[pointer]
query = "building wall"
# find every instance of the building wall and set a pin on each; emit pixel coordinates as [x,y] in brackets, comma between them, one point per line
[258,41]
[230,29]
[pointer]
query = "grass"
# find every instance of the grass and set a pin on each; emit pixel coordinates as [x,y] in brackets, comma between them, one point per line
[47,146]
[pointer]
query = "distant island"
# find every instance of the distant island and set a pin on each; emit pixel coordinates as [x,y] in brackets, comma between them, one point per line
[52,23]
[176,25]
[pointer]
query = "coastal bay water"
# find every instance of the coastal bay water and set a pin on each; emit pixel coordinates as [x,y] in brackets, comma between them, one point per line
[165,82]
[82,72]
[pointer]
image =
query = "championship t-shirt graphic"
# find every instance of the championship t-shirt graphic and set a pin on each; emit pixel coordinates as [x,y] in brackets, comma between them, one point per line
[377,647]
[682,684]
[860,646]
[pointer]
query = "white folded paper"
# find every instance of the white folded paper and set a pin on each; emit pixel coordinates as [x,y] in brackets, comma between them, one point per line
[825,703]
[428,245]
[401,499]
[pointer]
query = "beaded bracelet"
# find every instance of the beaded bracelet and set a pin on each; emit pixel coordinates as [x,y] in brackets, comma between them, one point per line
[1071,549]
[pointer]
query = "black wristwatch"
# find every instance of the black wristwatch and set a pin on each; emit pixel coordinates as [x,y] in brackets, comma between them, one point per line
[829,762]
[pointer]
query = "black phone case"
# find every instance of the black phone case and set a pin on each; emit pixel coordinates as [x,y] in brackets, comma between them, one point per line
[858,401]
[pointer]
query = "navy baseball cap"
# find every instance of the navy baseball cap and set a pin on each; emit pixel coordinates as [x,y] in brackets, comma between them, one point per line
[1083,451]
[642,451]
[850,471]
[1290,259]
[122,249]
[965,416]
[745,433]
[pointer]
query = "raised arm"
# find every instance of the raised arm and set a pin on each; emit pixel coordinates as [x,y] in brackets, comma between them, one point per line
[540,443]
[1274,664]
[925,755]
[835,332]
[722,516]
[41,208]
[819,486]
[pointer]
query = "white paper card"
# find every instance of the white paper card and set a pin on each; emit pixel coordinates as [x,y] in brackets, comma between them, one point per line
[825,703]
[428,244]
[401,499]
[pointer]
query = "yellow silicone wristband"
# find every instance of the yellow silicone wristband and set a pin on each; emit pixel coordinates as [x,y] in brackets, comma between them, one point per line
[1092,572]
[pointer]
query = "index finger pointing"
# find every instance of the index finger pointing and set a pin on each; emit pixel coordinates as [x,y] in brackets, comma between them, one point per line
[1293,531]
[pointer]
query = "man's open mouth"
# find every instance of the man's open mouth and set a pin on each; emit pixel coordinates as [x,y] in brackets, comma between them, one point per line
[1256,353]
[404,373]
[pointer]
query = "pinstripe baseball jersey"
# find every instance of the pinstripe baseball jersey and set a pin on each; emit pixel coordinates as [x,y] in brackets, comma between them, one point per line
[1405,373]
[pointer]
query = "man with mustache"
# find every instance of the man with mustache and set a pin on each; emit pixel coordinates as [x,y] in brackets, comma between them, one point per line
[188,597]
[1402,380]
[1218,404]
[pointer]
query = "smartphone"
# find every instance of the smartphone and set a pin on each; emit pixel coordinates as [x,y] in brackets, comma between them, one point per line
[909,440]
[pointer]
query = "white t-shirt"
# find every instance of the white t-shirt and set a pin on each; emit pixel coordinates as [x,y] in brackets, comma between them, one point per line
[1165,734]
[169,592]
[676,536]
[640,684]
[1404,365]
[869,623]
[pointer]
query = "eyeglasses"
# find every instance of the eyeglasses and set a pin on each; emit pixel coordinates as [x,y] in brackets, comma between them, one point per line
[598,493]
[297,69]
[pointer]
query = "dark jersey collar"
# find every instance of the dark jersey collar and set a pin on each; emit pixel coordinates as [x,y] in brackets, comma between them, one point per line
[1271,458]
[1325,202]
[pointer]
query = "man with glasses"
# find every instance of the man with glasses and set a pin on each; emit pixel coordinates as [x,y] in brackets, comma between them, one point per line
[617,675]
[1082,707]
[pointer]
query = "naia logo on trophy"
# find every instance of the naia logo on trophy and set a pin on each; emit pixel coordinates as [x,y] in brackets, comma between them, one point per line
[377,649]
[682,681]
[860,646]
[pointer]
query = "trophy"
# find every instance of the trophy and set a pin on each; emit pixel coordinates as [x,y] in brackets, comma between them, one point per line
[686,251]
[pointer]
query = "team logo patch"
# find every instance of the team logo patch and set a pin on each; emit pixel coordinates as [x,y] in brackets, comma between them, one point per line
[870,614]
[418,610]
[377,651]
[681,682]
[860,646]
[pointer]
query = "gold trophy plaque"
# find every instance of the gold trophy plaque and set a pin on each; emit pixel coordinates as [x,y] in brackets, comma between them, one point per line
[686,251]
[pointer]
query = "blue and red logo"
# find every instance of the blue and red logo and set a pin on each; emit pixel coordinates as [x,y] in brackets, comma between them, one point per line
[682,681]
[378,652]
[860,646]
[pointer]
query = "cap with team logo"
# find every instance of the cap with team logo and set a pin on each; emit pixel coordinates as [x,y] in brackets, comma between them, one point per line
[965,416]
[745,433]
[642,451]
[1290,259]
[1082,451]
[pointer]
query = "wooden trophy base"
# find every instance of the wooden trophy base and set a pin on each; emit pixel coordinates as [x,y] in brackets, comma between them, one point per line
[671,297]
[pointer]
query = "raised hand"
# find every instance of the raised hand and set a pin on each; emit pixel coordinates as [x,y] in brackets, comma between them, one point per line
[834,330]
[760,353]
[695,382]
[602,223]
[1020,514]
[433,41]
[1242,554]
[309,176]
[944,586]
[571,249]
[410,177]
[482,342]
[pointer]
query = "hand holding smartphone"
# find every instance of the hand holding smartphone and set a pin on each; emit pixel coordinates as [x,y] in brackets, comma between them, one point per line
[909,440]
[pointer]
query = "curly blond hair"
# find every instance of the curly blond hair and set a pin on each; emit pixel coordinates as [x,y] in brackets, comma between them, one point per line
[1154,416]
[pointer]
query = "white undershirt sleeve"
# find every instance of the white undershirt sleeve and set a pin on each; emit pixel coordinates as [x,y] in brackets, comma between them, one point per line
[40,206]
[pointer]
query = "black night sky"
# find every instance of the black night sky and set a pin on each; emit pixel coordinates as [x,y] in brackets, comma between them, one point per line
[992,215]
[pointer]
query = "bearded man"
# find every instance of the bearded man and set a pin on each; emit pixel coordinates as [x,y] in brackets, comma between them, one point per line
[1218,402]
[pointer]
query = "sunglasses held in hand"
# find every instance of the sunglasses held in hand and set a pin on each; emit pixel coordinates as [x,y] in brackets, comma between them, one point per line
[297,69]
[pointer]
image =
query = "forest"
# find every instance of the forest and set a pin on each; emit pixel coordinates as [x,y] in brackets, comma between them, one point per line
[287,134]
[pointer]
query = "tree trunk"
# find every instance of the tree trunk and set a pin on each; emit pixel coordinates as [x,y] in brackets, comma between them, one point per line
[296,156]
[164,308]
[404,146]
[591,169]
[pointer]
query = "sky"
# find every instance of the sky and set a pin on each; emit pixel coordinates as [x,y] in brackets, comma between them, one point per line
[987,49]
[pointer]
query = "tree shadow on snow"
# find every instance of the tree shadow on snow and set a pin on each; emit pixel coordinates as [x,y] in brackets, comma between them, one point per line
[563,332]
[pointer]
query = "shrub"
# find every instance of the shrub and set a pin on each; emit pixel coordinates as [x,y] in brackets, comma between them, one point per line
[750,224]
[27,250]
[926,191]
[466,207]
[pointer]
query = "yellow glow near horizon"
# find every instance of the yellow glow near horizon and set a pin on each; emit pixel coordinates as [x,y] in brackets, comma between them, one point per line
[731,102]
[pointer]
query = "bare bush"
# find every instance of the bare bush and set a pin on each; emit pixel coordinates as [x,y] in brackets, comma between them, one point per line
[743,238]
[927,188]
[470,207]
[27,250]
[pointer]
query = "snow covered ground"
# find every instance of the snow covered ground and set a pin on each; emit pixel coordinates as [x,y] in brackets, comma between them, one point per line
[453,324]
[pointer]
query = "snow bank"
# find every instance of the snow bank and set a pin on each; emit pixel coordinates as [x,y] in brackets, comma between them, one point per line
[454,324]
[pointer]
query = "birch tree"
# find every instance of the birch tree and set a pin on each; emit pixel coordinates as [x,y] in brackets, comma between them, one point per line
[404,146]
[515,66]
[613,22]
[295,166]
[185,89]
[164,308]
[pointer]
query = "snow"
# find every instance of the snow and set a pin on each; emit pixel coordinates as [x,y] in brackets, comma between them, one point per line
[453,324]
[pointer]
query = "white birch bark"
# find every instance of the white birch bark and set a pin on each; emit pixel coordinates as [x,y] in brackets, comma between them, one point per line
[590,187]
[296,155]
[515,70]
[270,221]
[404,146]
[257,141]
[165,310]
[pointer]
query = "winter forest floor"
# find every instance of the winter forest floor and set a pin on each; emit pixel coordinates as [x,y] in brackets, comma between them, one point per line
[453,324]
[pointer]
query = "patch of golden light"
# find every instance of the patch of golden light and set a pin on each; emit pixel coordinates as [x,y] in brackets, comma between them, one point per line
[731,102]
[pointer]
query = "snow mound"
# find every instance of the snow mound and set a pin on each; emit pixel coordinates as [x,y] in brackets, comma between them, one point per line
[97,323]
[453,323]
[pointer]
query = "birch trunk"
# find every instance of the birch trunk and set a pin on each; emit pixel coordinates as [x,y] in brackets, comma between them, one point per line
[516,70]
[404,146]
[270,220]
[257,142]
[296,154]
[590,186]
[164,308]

-- -- --

— YOUR TASK —
Count the lines in the data above that contain the word "finger". Reply with that number alone.

— THE ANSWER —
2